[PROMPT] Return each record shown below exactly, with none omitted.

GIVEN ENTRIES: Begin

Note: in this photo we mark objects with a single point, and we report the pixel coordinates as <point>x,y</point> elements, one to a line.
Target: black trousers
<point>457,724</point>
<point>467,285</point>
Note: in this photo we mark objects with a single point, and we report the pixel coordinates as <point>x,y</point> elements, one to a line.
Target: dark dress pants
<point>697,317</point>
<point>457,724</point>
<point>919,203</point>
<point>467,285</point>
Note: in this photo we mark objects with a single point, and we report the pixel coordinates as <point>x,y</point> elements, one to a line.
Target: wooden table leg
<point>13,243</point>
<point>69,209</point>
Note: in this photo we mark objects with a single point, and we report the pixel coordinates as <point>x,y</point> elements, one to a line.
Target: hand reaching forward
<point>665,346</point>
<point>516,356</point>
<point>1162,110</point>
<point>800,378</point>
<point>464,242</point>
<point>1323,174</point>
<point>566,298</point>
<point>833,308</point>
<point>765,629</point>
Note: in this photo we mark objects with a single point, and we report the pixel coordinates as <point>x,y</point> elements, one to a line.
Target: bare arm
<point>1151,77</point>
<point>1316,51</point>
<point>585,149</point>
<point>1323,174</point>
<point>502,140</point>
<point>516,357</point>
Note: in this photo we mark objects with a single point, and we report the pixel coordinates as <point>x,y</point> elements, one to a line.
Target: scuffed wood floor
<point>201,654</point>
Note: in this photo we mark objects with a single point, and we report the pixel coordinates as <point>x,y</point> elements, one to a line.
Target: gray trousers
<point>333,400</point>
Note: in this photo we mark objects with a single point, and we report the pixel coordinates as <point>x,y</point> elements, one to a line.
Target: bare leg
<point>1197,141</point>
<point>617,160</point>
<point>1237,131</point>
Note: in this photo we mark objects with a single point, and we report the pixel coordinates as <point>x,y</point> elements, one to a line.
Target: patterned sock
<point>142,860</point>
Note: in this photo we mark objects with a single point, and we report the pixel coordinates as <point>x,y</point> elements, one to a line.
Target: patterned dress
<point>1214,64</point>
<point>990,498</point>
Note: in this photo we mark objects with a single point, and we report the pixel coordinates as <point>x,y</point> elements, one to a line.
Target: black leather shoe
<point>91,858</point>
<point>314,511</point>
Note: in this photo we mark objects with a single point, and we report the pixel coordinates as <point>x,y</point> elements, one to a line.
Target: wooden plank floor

GIVEN ENTRIES: End

[REPLY TO THE EXERCISE]
Note: in this photo we mark objects with a single point, and we report the pixel coordinates as <point>x,y</point> elements, one to a line.
Target: black trousers
<point>457,724</point>
<point>467,285</point>
Note: in this photo we mark objects with a single point, and we report the pixel coordinates as <point>x,y</point> elements, one to a line.
Target: dark dress pants
<point>697,317</point>
<point>457,724</point>
<point>919,203</point>
<point>467,285</point>
Note: in this photo we mark objects with a single point, and we report the pixel coordinates as <point>x,y</point> elements, one to a line.
Target: wooden table leg
<point>13,243</point>
<point>69,209</point>
Note: in this photo we mark objects with a single point, and we report the pixel coordinates as <point>x,y</point> elements, one to a line.
Target: hand reaching forward
<point>665,346</point>
<point>516,356</point>
<point>1162,110</point>
<point>800,378</point>
<point>464,242</point>
<point>1323,174</point>
<point>566,298</point>
<point>833,308</point>
<point>765,629</point>
Note: in this photo we mark objects with a single point, and we report the pixel coordinates as <point>x,y</point> elements, one to a line.
Target: bare arm
<point>1151,77</point>
<point>1316,51</point>
<point>585,149</point>
<point>1323,174</point>
<point>502,140</point>
<point>516,357</point>
Note: in this photo we mark objects with a single point, and we report the pixel coordinates as <point>x,y</point> elements, one to a line.
Target: scuffed wood floor
<point>201,654</point>
Note: in this photo we mark objects with a single point, and we report the pixel coordinates as <point>x,y</point> elements, one to a line.
Target: gray trousers
<point>333,400</point>
Note: in this photo we mark objects with a single point, and we report the pixel coordinates as <point>x,y</point> elements, one to a line.
Target: bare leg
<point>1197,141</point>
<point>617,160</point>
<point>1237,131</point>
Note: in this photo we mark objects with a single point, and we report the pixel coordinates as <point>x,y</point> elements, one to a line.
Target: patterned sock
<point>142,860</point>
Note: in this photo we mark objects with a single point, and we report the pixel coordinates as <point>x,y</point> elements, one to a line.
Target: patterned dress
<point>1214,64</point>
<point>990,498</point>
Note: in this photo we mark objects with a single point, and we report the pixel coordinates as <point>x,y</point> elements, one to a line.
Target: black leather shoe
<point>91,858</point>
<point>314,511</point>
Note: in this photo we mark objects with a single point, and we report the pixel coordinates as <point>x,y</point> elements, one to a line.
Target: wooden plank floor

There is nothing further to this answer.